* Text passage:
-------

Alan Cox wrote:
> For example, there is umlaut - and that could be transliterated into
> `u' for example. Others may have strange looking unicode and I have
That depends on the language. Unicode is just character encoding rules.
You need more context to do transliterations. Not that you should need to
as you can just install the relevant fonts. DejaVu has pretty good
European coverage for example and is one of the standard installed fonts
in current Fedora.
You also have to watch the encodings. Its not uncommon to find mis-coded
information in OGG and similar files where the track data is mis-encoded
in one of the legacy ISO-8859 code pages not UTF-8 and that produces
invalid utf-8 sequences so will be displayed as the symbol for an invalid
character.
> no idea what it is supposed to me - so I cannot transliterate w/o
knowing
> what it is in the first place - so how do I find out? The unlaut is
> sometimes
> obvious - but others are not. So is there a way to show this? As I
said,
Load the right fonts and they will be rendered correctly.

-------

* Information supplied:
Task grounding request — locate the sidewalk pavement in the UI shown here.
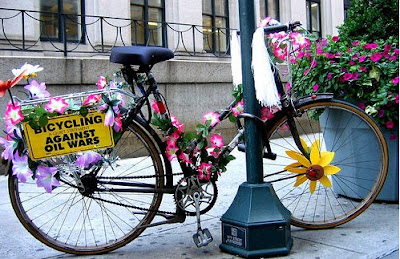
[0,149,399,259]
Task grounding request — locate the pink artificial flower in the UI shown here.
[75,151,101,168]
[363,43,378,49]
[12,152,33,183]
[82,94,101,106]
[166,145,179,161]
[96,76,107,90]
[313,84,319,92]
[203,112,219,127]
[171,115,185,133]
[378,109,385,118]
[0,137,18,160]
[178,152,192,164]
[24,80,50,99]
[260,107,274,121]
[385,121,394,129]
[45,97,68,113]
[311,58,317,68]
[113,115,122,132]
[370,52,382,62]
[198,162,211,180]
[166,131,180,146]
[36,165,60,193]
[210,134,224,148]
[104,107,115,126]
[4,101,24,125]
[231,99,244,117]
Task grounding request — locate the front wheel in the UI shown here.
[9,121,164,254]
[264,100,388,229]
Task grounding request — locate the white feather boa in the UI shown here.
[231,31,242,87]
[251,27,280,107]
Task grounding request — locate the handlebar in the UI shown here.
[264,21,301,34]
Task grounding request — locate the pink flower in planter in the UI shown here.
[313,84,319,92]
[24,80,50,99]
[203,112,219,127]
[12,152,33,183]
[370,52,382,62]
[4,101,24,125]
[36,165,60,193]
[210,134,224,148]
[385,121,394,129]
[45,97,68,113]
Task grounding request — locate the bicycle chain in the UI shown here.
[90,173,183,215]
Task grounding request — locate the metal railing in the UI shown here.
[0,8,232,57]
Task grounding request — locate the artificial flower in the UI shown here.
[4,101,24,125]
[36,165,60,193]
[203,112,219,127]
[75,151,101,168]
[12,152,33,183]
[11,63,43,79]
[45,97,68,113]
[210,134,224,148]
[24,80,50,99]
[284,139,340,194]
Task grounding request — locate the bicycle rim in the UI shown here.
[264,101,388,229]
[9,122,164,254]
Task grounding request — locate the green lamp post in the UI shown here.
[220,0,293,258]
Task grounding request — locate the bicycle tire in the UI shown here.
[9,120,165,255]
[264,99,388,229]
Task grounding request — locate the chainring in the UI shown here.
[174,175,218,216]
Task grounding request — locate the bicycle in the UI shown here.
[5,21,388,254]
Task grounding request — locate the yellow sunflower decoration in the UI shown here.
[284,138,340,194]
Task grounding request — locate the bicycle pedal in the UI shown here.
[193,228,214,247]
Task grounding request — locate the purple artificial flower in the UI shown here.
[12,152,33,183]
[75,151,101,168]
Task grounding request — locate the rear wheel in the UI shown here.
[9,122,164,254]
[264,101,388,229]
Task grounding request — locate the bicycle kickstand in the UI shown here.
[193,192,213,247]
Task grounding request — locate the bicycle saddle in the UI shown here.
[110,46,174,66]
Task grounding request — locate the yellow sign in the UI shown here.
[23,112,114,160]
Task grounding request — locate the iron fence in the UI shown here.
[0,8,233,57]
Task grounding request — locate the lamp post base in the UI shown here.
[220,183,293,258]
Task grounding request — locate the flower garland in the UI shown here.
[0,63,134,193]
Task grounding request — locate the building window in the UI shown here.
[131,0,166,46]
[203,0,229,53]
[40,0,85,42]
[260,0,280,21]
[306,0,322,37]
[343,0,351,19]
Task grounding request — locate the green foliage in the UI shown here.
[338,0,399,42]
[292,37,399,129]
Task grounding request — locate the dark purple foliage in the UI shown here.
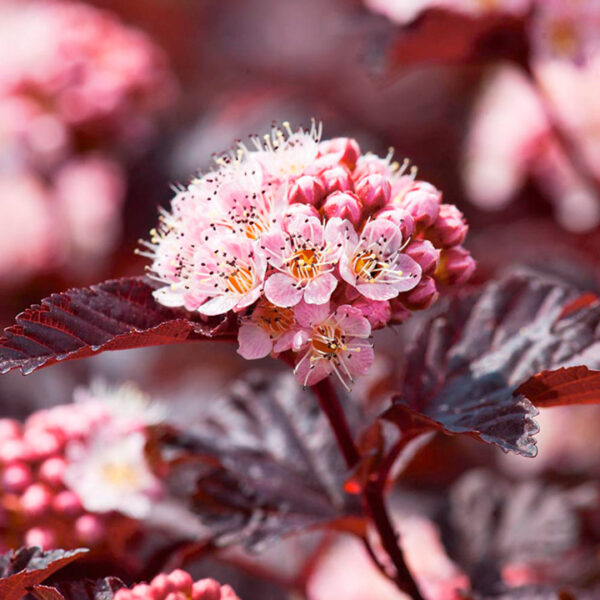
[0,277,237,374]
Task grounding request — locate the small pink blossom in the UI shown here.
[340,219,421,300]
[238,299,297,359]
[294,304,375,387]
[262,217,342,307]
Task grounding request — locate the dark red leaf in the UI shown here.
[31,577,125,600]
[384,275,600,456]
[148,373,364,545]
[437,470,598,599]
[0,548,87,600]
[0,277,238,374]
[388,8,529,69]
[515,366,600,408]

-------

* Tasks for this exercise:
- A) Answer these questions using the forum message about Unicode characters:
(i) Which font does it say has pretty good European coverage?
(ii) In which operating system is that font one of the standard installed fonts?
(iii) In what kind of files does it say mis-coded track data is often found?
- B) Name every character encoding standard that the forum message about Unicode characters mentions.
- C) Write the next part of the forum message about Unicode characters, picking up right after its final sentence.
The records can be set aside; nothing here depends on them.

* Results in order:
- A)
(i) DejaVu
(ii) Current Fedora
(iii) OGG and similar files

- B) Unicode, ISO-8859 (the legacy code pages), UTF-8

- C)
> I get binary icons so how do I get the unicode decimal
representation so
> that I can match against the unicode character table to see what it is?
The 'four squares' shown for an unknown symbol should each contain a
hex digit which together give you the symbol code which you can look up
on the unicode web site.
> Would it be: print \\%d, $1 ?
It's UTF-8 so a variable length encoding of the full unicode symbol
space. See www.unicode.org if you want to the full details but basically
each symbol is encoded as a series of bytes such that C special symbol \0
is never found mid-character and so that the ASCII range of symbols for
American English is mapped 1:1 with UTF-8.
Alan
Thanks for the tip! I will review the link you gave me (already started!)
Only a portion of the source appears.